* _Requirement_: Copy out each line of the material that includes the word "white".
***
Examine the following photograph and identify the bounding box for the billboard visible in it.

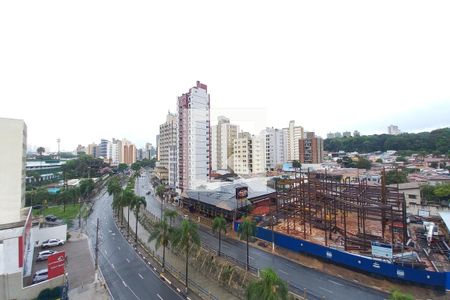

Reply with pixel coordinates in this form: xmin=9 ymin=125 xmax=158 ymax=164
xmin=236 ymin=186 xmax=248 ymax=199
xmin=48 ymin=251 xmax=65 ymax=279
xmin=418 ymin=209 xmax=430 ymax=218
xmin=371 ymin=241 xmax=393 ymax=259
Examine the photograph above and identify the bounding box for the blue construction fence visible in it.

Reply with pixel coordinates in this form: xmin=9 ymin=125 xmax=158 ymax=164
xmin=234 ymin=222 xmax=450 ymax=290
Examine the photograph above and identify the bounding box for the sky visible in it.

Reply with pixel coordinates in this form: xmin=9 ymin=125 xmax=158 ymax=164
xmin=1 ymin=1 xmax=449 ymax=152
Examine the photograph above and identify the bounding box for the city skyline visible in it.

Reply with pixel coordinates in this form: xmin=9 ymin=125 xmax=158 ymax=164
xmin=1 ymin=1 xmax=450 ymax=151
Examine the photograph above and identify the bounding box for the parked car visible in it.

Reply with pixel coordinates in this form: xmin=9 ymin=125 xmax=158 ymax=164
xmin=45 ymin=215 xmax=58 ymax=222
xmin=146 ymin=191 xmax=151 ymax=195
xmin=32 ymin=269 xmax=48 ymax=284
xmin=36 ymin=250 xmax=57 ymax=261
xmin=42 ymin=239 xmax=64 ymax=248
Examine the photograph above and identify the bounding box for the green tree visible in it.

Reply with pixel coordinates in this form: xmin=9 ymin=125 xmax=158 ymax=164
xmin=164 ymin=209 xmax=178 ymax=227
xmin=389 ymin=289 xmax=414 ymax=300
xmin=434 ymin=183 xmax=450 ymax=200
xmin=122 ymin=188 xmax=135 ymax=235
xmin=131 ymin=162 xmax=141 ymax=172
xmin=292 ymin=160 xmax=301 ymax=169
xmin=396 ymin=156 xmax=407 ymax=162
xmin=246 ymin=268 xmax=288 ymax=300
xmin=355 ymin=157 xmax=372 ymax=170
xmin=238 ymin=217 xmax=257 ymax=271
xmin=212 ymin=216 xmax=227 ymax=256
xmin=148 ymin=217 xmax=172 ymax=272
xmin=108 ymin=177 xmax=122 ymax=217
xmin=156 ymin=185 xmax=165 ymax=199
xmin=37 ymin=147 xmax=45 ymax=158
xmin=79 ymin=179 xmax=95 ymax=198
xmin=172 ymin=219 xmax=201 ymax=293
xmin=118 ymin=163 xmax=128 ymax=172
xmin=131 ymin=195 xmax=147 ymax=244
xmin=385 ymin=170 xmax=408 ymax=185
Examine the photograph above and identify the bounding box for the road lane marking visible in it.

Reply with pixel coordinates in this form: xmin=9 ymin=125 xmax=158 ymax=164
xmin=126 ymin=258 xmax=130 ymax=263
xmin=249 ymin=256 xmax=255 ymax=260
xmin=156 ymin=294 xmax=163 ymax=300
xmin=118 ymin=246 xmax=121 ymax=250
xmin=105 ymin=250 xmax=107 ymax=255
xmin=111 ymin=264 xmax=115 ymax=269
xmin=328 ymin=279 xmax=344 ymax=287
xmin=279 ymin=269 xmax=289 ymax=275
xmin=138 ymin=273 xmax=144 ymax=279
xmin=123 ymin=280 xmax=127 ymax=287
xmin=319 ymin=287 xmax=333 ymax=294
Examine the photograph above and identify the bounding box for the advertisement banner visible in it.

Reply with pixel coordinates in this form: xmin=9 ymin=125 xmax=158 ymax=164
xmin=235 ymin=186 xmax=248 ymax=199
xmin=48 ymin=251 xmax=65 ymax=279
xmin=371 ymin=241 xmax=393 ymax=259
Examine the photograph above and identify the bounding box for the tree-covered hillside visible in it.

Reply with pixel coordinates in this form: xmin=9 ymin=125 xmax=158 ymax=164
xmin=324 ymin=128 xmax=450 ymax=154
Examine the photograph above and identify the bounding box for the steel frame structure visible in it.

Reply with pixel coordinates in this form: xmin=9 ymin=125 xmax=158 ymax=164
xmin=275 ymin=170 xmax=407 ymax=252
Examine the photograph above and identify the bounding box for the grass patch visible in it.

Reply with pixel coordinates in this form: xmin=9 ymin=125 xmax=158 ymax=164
xmin=33 ymin=204 xmax=80 ymax=224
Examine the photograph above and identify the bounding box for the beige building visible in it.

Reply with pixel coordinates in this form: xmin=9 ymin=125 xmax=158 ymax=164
xmin=86 ymin=143 xmax=98 ymax=158
xmin=121 ymin=139 xmax=136 ymax=165
xmin=0 ymin=118 xmax=26 ymax=224
xmin=157 ymin=112 xmax=177 ymax=184
xmin=283 ymin=120 xmax=304 ymax=162
xmin=211 ymin=116 xmax=239 ymax=171
xmin=232 ymin=132 xmax=265 ymax=175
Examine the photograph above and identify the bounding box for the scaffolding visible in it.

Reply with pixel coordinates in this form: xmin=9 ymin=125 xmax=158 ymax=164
xmin=275 ymin=169 xmax=408 ymax=253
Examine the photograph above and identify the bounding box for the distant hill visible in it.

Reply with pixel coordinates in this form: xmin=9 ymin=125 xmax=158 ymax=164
xmin=324 ymin=128 xmax=450 ymax=154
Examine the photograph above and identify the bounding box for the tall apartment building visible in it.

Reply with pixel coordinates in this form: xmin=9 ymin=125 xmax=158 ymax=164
xmin=99 ymin=139 xmax=112 ymax=160
xmin=299 ymin=132 xmax=324 ymax=164
xmin=334 ymin=132 xmax=342 ymax=138
xmin=326 ymin=133 xmax=335 ymax=139
xmin=87 ymin=143 xmax=99 ymax=158
xmin=121 ymin=139 xmax=136 ymax=165
xmin=211 ymin=116 xmax=239 ymax=171
xmin=353 ymin=130 xmax=361 ymax=137
xmin=388 ymin=125 xmax=401 ymax=135
xmin=263 ymin=127 xmax=284 ymax=171
xmin=177 ymin=81 xmax=211 ymax=192
xmin=0 ymin=118 xmax=26 ymax=224
xmin=232 ymin=132 xmax=266 ymax=175
xmin=282 ymin=120 xmax=304 ymax=162
xmin=343 ymin=131 xmax=352 ymax=138
xmin=156 ymin=134 xmax=160 ymax=161
xmin=233 ymin=132 xmax=252 ymax=175
xmin=111 ymin=138 xmax=122 ymax=166
xmin=158 ymin=112 xmax=177 ymax=186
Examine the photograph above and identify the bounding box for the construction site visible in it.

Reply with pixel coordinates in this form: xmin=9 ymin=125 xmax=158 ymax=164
xmin=264 ymin=170 xmax=450 ymax=273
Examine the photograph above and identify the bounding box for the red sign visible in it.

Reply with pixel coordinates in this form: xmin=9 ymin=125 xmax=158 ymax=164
xmin=48 ymin=251 xmax=65 ymax=279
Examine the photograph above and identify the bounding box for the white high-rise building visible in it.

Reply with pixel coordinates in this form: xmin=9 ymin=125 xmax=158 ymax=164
xmin=0 ymin=118 xmax=26 ymax=224
xmin=263 ymin=127 xmax=285 ymax=171
xmin=177 ymin=81 xmax=211 ymax=192
xmin=388 ymin=125 xmax=401 ymax=135
xmin=252 ymin=134 xmax=266 ymax=174
xmin=282 ymin=120 xmax=304 ymax=162
xmin=211 ymin=116 xmax=239 ymax=171
xmin=111 ymin=139 xmax=122 ymax=166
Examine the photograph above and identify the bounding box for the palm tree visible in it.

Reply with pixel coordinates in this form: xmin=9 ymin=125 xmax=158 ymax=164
xmin=131 ymin=195 xmax=147 ymax=244
xmin=246 ymin=268 xmax=288 ymax=300
xmin=148 ymin=217 xmax=171 ymax=272
xmin=37 ymin=147 xmax=45 ymax=159
xmin=212 ymin=216 xmax=227 ymax=256
xmin=164 ymin=209 xmax=178 ymax=227
xmin=172 ymin=219 xmax=201 ymax=293
xmin=122 ymin=188 xmax=135 ymax=235
xmin=107 ymin=177 xmax=122 ymax=217
xmin=238 ymin=217 xmax=256 ymax=271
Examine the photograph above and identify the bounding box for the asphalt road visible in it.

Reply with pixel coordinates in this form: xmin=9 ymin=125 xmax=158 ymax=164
xmin=138 ymin=170 xmax=387 ymax=300
xmin=86 ymin=186 xmax=182 ymax=300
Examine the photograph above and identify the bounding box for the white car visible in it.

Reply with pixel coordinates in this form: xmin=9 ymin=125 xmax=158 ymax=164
xmin=36 ymin=250 xmax=57 ymax=261
xmin=42 ymin=239 xmax=64 ymax=248
xmin=32 ymin=269 xmax=48 ymax=284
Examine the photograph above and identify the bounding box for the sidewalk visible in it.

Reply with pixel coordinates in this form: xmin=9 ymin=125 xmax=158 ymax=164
xmin=123 ymin=208 xmax=239 ymax=300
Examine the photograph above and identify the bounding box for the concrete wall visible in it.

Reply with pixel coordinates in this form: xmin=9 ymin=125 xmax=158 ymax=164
xmin=31 ymin=225 xmax=67 ymax=247
xmin=0 ymin=271 xmax=64 ymax=300
xmin=0 ymin=118 xmax=26 ymax=224
xmin=408 ymin=203 xmax=450 ymax=217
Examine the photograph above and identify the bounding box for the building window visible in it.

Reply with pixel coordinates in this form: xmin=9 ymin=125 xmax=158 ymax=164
***
* _Exercise response_:
Examine the photograph above and identify the bounding box for the white high-rise building visible in it.
Examine the photograph above and identify the bounding box for the white car visible in it.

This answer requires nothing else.